Baker claims that § 13A-10-11 criminalizes the purchasing and wearing of clothing and equipment associated with law enforcement. However, that contention is incorrect. Section 13A-10-11 criminalizes that conduct only when it is accompanied by an act undertaken in the capacity of a peace officer. Thus, the mere purchasing and wearing of such clothing and equipment is not illegal.
The trial court held that § 13A-10-11 was vague because, it determined, the language “ ‘does [any] act in that capacity’ ... does not give the Court or the public notice of what conduct is being prescribed [ (sic) ] by the legislature.” (R. 16-17.) We disagree. As noted above, a statute need only “ ‘ “ ‘define the criminal offense with sufficient definiteness that ordinary people can understand what conduct is prohibited and in a manner that does not encourage arbitrary and discriminatory enforcement.’ ” ’ ” Vaughn, 880 So.2d at 1195.
We believe that a man of ordinary intelligence is able to understand the meaning of the phrase, “does any act in that capacity.” § 13A-10-11, Ala.Code 1975. The Commentary to § 13A-10-11 notes that the object of the statute “is to prevent imposition by the pretense of authority.” That objective is clear in the wording of the statute. Therefore, we do not find § 13A-10-11 to be “ ‘so incomplete, so irreconcilably conflicting, or so vague or indefinite, that it cannot be executed,’ ” or that a court would be “ ‘unable, by the application of known and accepted rules of construction, to determine, with any reasonable degree of certainty, what the legislature intended.’” Vaughn, 880 So.2d at 1196. Accordingly, the trial court erred by finding § 13A-10-11 to be unconstitutional.
For the foregoing reasons, the judgment of the trial court is reversed, and this case is remanded for further proceedings consistent with this opinion.
REVERSED AND REMANDED.
WINDOM, P.J., and KELLUM and JOINER, JJ., concur. WELCH, J., ■ concurs in part II and concurs in the result in part I.

Records supplied:
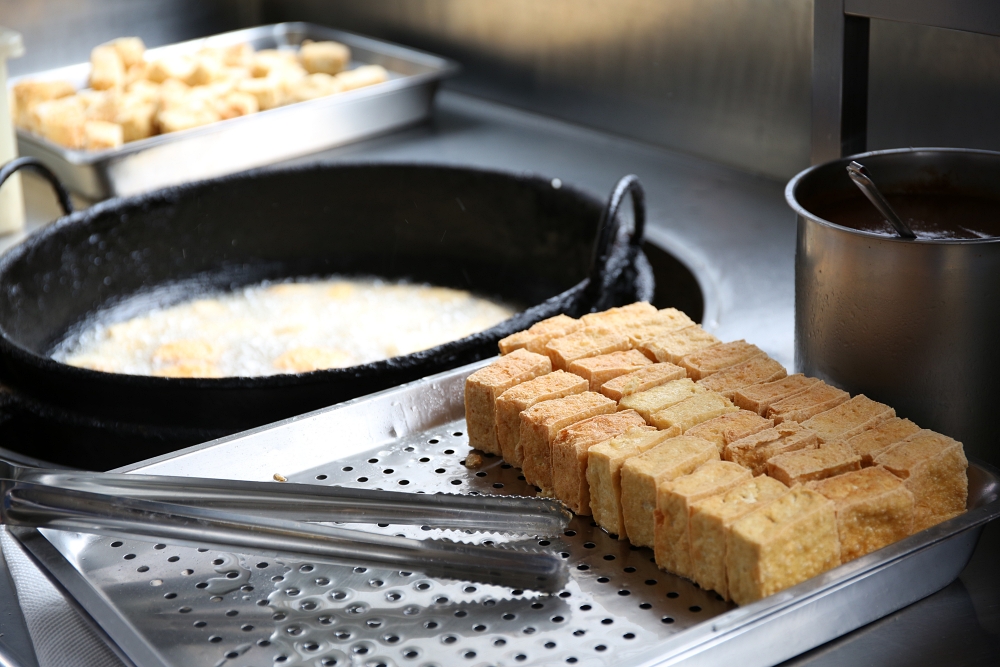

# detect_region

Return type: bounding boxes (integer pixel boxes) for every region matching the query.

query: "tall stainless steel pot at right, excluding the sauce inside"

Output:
[785,148,1000,462]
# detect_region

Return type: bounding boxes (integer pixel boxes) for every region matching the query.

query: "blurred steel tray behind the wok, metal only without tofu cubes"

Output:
[11,23,458,199]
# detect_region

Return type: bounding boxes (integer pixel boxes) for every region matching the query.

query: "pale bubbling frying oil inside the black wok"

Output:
[52,279,514,378]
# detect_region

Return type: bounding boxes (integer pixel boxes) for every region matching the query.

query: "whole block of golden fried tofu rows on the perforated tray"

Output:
[465,303,968,604]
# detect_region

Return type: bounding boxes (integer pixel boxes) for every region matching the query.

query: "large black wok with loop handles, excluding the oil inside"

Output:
[0,158,653,467]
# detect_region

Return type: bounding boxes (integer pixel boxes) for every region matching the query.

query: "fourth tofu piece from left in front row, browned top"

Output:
[552,410,646,516]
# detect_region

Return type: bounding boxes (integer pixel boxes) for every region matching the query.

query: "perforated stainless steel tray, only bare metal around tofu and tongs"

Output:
[13,362,1000,667]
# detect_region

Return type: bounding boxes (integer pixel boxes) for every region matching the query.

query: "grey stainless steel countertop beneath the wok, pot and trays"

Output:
[0,92,1000,667]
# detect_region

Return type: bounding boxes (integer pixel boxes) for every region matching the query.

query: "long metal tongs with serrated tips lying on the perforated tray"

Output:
[0,459,569,591]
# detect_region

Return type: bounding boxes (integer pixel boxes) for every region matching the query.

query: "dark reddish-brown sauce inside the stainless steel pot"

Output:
[809,192,1000,239]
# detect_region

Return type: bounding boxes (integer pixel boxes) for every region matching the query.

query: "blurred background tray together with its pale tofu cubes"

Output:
[9,23,457,200]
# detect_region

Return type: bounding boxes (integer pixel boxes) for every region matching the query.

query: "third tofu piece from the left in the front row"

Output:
[524,392,617,496]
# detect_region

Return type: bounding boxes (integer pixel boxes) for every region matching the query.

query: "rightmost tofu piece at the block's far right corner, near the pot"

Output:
[875,430,969,532]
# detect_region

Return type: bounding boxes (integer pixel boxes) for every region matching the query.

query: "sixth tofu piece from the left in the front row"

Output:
[621,435,719,547]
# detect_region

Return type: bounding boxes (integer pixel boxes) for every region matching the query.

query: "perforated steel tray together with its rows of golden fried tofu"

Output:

Activity:
Summarize the court opinion excerpt in two sentences. The records are not needed for this work.

Completed task:
Section 13A-10-11 does not criminalize merely buying and wearing law enforcement clothing and equipment, only such conduct accompanied by an act undertaken in the capacity of a peace officer, and a person of ordinary intelligence can understand the phrase "does any act in that capacity." The trial court therefore erred in finding the statute vague and unconstitutional, so its judgment is reversed and the case is remanded for further proceedings.